> **The task**: Every line below between the line holding "Guideline: mark the white metal" and the line holding "Guideline: mark the street", inclusive, should be repeated exactly, and all other lines omitted.

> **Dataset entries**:
+===+
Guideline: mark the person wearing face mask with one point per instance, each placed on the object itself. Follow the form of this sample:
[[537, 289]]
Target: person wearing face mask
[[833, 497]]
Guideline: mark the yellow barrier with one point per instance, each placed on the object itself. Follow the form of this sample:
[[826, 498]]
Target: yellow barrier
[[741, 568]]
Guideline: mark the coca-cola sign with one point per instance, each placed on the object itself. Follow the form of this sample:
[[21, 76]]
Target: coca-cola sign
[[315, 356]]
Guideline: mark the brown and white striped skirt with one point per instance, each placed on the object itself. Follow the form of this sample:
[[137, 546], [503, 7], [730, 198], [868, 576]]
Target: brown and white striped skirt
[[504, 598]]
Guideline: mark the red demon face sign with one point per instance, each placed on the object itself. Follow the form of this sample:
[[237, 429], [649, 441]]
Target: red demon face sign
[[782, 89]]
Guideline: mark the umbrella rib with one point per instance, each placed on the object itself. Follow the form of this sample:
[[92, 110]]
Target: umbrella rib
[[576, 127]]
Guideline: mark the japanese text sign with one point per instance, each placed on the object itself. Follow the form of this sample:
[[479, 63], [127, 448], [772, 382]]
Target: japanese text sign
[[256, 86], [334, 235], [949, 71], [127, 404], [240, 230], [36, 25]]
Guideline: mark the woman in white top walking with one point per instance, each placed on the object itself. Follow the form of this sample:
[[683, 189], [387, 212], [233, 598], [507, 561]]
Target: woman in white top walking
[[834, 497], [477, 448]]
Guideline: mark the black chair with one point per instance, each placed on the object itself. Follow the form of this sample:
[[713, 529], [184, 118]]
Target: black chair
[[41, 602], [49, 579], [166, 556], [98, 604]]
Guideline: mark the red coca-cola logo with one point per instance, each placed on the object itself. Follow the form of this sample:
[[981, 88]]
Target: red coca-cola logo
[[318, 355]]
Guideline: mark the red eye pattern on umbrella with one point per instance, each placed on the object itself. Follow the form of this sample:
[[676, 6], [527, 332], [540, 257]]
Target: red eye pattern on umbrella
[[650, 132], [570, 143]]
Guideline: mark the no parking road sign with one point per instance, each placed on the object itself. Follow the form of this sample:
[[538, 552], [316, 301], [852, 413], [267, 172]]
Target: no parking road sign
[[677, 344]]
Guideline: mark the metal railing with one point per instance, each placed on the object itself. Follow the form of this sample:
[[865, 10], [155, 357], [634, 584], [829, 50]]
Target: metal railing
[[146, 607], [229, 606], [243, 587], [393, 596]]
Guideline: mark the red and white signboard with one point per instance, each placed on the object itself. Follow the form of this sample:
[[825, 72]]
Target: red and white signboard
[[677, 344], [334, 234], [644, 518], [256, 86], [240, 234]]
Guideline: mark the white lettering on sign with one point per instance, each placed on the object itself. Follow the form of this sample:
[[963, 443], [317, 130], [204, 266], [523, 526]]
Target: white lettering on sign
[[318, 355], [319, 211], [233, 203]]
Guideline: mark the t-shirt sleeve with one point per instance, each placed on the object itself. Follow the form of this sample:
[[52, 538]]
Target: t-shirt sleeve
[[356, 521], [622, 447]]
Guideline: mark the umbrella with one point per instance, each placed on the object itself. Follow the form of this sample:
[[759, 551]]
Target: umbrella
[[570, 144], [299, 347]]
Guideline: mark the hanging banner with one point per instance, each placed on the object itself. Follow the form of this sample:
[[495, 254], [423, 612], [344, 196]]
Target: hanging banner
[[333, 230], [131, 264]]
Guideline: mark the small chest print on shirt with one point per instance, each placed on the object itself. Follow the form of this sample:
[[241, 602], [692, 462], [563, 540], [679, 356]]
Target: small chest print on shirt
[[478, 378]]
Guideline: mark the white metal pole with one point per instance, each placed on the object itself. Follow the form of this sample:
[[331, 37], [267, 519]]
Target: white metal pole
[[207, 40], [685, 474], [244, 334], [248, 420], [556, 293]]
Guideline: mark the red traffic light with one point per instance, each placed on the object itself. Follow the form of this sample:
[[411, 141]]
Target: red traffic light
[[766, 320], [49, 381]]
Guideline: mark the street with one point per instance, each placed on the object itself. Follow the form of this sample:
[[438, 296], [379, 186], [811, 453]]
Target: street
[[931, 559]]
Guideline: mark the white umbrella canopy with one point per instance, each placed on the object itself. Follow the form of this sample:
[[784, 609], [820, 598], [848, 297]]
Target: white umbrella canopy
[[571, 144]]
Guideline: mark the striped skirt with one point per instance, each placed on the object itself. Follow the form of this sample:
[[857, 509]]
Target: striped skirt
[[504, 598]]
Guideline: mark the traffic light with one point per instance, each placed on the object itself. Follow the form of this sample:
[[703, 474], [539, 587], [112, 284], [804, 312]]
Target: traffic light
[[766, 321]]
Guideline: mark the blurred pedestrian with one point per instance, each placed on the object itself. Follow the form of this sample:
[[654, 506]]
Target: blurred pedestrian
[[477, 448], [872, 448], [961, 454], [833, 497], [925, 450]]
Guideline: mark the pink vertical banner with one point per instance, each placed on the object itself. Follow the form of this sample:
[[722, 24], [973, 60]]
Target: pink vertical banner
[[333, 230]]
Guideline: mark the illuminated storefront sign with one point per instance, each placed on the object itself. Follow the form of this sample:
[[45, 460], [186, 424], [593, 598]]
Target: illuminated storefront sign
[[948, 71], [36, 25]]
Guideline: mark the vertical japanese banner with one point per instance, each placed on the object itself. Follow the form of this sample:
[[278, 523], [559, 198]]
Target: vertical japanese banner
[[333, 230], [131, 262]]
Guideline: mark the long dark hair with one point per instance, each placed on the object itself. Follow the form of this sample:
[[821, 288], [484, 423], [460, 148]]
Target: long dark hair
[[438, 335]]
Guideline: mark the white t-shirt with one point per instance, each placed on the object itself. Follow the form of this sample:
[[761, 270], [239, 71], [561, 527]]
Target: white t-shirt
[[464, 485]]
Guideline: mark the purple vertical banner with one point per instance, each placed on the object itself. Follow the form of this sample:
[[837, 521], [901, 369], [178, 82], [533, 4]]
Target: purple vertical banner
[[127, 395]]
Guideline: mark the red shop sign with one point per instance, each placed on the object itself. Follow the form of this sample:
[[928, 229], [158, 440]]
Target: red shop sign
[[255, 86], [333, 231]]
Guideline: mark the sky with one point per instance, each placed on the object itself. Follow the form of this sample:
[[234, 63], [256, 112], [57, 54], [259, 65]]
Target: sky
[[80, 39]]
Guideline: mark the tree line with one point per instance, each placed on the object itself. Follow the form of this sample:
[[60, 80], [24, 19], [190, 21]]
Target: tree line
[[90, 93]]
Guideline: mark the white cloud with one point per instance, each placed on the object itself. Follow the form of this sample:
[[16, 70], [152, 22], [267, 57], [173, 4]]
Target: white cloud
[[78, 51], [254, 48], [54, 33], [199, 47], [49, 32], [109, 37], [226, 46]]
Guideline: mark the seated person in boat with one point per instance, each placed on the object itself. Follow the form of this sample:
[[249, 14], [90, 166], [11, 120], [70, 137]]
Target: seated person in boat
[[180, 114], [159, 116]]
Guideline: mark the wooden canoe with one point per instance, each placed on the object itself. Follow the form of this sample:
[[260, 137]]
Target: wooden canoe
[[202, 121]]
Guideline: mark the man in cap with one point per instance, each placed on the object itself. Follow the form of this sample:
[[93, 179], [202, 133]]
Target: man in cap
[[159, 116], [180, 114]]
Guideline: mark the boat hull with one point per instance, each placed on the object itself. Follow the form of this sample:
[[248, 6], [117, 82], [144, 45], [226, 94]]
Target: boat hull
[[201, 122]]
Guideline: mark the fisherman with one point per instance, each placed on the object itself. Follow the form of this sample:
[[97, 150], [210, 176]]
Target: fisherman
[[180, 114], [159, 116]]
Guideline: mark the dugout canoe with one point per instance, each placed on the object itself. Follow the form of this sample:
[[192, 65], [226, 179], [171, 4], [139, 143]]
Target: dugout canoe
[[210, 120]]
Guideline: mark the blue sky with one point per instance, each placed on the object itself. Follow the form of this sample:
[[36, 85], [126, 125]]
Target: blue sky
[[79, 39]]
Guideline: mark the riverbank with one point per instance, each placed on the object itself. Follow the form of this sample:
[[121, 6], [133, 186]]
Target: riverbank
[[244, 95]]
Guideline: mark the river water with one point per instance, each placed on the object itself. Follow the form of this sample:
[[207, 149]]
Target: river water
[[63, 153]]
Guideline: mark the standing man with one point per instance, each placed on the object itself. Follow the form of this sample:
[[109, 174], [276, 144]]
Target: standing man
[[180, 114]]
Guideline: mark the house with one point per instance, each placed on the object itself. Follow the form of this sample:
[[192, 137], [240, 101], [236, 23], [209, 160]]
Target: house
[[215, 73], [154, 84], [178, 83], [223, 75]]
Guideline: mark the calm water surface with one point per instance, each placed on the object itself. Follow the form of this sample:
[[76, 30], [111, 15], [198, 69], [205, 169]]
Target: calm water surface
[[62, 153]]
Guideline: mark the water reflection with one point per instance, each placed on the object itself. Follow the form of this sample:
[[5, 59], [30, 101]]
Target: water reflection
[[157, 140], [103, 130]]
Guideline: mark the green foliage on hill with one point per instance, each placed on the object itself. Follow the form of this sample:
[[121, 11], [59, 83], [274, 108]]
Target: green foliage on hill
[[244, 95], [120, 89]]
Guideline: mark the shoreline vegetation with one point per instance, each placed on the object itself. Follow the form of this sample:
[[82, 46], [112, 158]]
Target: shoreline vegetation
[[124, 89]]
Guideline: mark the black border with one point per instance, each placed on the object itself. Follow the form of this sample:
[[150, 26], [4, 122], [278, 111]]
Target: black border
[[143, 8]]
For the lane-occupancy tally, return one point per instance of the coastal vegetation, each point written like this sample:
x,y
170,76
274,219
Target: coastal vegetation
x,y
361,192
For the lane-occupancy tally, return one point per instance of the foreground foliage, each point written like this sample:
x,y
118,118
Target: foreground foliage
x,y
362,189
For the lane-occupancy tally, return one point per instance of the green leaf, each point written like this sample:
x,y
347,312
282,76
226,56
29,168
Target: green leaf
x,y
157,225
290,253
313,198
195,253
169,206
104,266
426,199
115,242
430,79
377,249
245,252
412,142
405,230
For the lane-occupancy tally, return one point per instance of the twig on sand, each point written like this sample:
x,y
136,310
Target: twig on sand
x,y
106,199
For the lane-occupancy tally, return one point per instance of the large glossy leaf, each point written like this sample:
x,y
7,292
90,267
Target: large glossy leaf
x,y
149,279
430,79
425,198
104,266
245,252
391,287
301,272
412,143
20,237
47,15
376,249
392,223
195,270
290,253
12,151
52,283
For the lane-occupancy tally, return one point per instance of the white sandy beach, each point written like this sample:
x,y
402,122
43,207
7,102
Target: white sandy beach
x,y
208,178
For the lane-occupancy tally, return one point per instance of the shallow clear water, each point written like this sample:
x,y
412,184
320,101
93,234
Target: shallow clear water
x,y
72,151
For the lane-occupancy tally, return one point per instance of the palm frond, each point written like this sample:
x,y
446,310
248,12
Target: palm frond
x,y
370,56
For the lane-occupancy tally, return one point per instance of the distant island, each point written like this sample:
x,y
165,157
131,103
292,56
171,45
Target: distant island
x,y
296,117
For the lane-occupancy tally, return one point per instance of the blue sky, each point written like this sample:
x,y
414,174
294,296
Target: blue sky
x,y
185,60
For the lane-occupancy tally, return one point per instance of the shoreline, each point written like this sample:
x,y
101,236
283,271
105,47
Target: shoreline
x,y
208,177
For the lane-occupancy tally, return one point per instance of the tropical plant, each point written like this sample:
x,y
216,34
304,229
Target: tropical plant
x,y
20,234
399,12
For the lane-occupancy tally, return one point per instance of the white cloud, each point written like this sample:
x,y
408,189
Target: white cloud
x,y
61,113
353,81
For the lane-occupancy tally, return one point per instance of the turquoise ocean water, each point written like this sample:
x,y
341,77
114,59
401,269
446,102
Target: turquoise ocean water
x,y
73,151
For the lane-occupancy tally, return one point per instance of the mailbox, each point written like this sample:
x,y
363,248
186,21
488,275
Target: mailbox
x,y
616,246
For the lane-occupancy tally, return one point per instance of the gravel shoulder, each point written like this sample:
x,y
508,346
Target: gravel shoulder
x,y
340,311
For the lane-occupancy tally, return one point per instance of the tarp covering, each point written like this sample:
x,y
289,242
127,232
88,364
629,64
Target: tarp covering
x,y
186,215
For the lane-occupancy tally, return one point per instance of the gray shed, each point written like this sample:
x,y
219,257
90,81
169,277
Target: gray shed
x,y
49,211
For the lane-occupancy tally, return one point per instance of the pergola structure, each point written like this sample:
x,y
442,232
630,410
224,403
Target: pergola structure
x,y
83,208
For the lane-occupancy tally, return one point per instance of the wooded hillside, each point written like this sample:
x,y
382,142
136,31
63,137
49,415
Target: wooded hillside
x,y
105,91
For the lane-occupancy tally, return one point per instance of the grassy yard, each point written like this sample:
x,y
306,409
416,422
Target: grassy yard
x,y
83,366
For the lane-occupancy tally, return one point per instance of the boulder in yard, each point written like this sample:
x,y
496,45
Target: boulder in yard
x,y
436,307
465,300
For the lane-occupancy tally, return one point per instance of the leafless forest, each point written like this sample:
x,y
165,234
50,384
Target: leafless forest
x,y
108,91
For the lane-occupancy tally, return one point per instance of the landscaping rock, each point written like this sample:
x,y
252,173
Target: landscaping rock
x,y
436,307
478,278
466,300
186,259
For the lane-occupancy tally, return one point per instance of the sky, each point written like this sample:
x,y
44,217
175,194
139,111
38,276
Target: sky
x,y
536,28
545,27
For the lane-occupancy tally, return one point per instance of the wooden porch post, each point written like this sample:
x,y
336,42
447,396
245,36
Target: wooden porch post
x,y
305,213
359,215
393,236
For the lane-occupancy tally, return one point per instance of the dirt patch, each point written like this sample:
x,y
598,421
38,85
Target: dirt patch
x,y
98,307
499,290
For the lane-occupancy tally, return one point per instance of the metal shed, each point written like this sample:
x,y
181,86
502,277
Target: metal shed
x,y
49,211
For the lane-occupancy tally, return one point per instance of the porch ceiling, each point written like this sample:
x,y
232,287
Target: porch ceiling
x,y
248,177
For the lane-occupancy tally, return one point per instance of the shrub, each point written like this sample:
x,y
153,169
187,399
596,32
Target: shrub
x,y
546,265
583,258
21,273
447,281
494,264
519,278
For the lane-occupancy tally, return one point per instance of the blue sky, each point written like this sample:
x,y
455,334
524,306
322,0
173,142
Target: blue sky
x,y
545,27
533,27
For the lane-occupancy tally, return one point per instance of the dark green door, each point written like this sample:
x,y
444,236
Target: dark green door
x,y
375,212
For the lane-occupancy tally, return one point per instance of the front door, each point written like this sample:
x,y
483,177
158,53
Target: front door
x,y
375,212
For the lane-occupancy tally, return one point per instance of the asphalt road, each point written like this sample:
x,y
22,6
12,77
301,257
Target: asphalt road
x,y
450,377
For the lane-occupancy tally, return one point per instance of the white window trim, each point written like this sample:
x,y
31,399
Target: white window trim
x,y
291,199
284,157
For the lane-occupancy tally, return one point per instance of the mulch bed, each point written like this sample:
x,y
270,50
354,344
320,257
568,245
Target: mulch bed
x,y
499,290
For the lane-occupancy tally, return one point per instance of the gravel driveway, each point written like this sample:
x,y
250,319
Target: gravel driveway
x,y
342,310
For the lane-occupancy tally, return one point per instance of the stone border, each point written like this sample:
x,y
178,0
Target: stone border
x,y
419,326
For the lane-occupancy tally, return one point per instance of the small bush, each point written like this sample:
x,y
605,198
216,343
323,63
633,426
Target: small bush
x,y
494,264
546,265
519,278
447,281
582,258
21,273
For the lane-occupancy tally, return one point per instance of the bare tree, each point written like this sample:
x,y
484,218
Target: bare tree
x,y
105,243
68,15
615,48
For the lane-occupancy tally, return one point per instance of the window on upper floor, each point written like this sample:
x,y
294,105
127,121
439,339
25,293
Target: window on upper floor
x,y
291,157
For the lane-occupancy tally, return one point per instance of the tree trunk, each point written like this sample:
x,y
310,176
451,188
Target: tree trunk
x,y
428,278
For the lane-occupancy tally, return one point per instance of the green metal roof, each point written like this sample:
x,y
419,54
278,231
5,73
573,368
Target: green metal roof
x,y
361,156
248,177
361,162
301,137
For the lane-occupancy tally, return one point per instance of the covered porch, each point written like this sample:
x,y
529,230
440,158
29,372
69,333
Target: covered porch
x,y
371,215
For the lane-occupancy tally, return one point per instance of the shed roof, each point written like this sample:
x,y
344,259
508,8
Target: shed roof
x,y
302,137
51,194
+===+
> **Answer to the problem**:
Guideline: mark the white metal pole with one point per instance, each placed on the object itself. Follow the form of this sample:
[[331, 37], [267, 519]]
Target: white metal pole
[[207, 40], [685, 474], [244, 334], [248, 420], [556, 293]]
Guideline: mark the red traffic light with one point per instance, each placed on the object itself. Follow the form of this sample:
[[411, 141]]
Target: red traffic light
[[766, 320], [49, 381]]
Guideline: mark the street with one point per instance, each placed on the object itself. Follow the form of this sample:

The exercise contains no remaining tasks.